[Task to carry out]:
Return all of the entries, keeping every word and mark as it is.

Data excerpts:
:::

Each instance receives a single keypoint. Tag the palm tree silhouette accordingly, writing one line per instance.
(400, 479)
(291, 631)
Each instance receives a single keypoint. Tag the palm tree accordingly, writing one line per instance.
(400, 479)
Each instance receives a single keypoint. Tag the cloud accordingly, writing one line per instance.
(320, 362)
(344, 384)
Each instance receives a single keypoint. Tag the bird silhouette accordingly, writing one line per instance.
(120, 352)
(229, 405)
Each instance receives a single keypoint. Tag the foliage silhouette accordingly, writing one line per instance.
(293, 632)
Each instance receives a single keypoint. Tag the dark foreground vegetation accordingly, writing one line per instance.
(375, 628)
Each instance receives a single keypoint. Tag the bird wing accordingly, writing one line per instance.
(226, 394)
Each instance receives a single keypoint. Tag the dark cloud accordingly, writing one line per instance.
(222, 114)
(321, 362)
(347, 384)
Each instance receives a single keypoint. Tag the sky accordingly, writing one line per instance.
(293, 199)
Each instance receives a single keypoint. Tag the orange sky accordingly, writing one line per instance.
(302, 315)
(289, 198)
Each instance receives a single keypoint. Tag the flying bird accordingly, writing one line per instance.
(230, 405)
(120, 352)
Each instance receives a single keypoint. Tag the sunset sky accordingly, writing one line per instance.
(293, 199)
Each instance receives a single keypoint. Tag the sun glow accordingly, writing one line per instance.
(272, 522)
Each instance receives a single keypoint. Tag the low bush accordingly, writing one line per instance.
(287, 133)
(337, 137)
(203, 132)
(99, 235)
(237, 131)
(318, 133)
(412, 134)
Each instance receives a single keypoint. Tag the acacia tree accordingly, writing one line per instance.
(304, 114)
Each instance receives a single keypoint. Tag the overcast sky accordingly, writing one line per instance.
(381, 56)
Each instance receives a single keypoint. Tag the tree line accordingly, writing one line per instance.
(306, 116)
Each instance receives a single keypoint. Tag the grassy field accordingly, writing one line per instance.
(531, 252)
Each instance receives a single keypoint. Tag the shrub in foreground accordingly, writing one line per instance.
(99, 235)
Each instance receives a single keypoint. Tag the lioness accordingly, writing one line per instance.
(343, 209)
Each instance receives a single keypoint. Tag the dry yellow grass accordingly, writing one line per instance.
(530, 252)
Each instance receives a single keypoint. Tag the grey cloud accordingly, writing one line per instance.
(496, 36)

:::

[Result of the exercise]:
Each instance receives a single keypoint. Tag the palm tree silhouette accordingly, writing one line per instance.
(400, 479)
(291, 631)
Each instance receives a single keypoint. Tag the palm tree accordingly, writing one line per instance.
(400, 479)
Each instance receives a single keypoint. Tag the cloud accordingly, writing one line per instance.
(320, 362)
(344, 384)
Each instance receives a single keypoint. Tag the bird silhouette accordingly, writing one line per instance.
(120, 352)
(229, 405)
Each instance receives a single keypoint. Tag the foliage silhouette accordingly, writing one line per instance.
(293, 632)
Each instance receives a single keypoint. Tag the dark foreground vegetation accordingly, writing one line per instance.
(375, 628)
Each instance receives a single keypoint. Tag the bird wing accordingly, writing one line per instance.
(226, 394)
Each instance receives a single keypoint. Tag the dark cloud accordingly, writing one line per instance.
(222, 114)
(321, 362)
(347, 384)
Each instance receives a single keypoint. Tag the sky accordingly, writing one line per instance.
(293, 199)
Each instance receives a single keypoint. Tag the orange sky accordingly, writing one line per instance.
(302, 315)
(289, 198)
Each instance receives a single keypoint. Tag the flying bird accordingly, writing one line per instance.
(230, 405)
(120, 352)
Each instance receives a single keypoint. Tag the sunset sky accordingly, writing one line per instance.
(293, 199)
Each instance receives a single keypoint. Tag the sun glow accordingly, writing one line per instance.
(272, 522)
Each instance receives a single keypoint. Tag the low bush accordingly, writing one line per instance.
(287, 133)
(337, 137)
(203, 132)
(99, 235)
(237, 131)
(318, 133)
(412, 134)
Each instance receives a single keypoint. Tag the acacia tree accordingly, writing one line per instance.
(304, 114)
Each instance receives a single keypoint. Tag the overcast sky accordingly, writing one line per instance.
(381, 56)
Each instance receives a single keypoint. Tag the tree line accordingly, writing one line per instance.
(306, 116)
Each instance receives a single keypoint. Tag the grassy field accordingly, writing one line per instance.
(531, 252)
Each instance receives a single keypoint. Tag the shrub in foreground accordingly, writing one line per instance.
(99, 235)
Each instance receives a single keypoint. Tag the lioness accordingly, writing one line per instance.
(343, 209)
Each instance receives a single keypoint. Tag the dry yellow grass accordingly, writing one line per instance.
(530, 252)
Each instance receives a single keypoint. Tag the grey cloud accordingly, writing one line per instance.
(496, 36)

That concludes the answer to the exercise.